*WORK INSTRUCTIONS:* State only the number of lines in the rows below that contain the string "firework", matching case exactly.

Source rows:
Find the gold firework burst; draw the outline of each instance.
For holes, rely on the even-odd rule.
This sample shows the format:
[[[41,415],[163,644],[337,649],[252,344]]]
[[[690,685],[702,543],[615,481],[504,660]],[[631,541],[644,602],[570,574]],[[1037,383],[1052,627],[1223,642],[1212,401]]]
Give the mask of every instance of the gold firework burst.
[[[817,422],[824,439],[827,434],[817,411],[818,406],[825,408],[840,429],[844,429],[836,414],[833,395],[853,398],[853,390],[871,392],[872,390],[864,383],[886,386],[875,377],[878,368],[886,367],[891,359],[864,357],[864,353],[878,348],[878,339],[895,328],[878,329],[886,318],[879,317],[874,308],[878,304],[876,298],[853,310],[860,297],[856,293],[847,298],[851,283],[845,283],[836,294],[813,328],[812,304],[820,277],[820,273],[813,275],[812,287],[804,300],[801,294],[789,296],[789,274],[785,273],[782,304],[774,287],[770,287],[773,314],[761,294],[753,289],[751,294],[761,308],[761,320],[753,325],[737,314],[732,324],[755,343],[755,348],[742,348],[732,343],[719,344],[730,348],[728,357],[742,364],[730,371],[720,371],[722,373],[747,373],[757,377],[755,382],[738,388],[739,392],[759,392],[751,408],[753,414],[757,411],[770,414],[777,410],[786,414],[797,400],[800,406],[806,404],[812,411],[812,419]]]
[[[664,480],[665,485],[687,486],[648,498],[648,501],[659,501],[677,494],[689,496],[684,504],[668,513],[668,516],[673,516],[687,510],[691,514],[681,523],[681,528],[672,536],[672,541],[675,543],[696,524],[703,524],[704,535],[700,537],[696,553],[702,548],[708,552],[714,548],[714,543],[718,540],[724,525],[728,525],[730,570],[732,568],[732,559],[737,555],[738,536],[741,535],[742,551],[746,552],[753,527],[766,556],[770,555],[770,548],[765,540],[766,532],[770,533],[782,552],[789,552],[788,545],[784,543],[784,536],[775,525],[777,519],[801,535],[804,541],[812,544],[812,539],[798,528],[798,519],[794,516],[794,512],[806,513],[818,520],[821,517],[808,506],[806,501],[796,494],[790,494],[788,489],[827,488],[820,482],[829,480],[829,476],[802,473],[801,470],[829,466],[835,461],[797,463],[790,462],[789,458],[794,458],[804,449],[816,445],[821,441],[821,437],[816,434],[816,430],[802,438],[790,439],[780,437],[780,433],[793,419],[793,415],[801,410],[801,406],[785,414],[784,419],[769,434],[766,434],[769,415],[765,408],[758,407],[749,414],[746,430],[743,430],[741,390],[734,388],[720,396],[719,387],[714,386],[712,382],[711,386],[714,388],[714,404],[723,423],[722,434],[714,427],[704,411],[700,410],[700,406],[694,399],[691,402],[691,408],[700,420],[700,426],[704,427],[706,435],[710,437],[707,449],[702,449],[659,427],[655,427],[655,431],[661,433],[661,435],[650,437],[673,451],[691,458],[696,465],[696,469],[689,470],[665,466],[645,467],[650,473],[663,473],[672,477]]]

*SOLUTION TO THE PROBLEM:* 2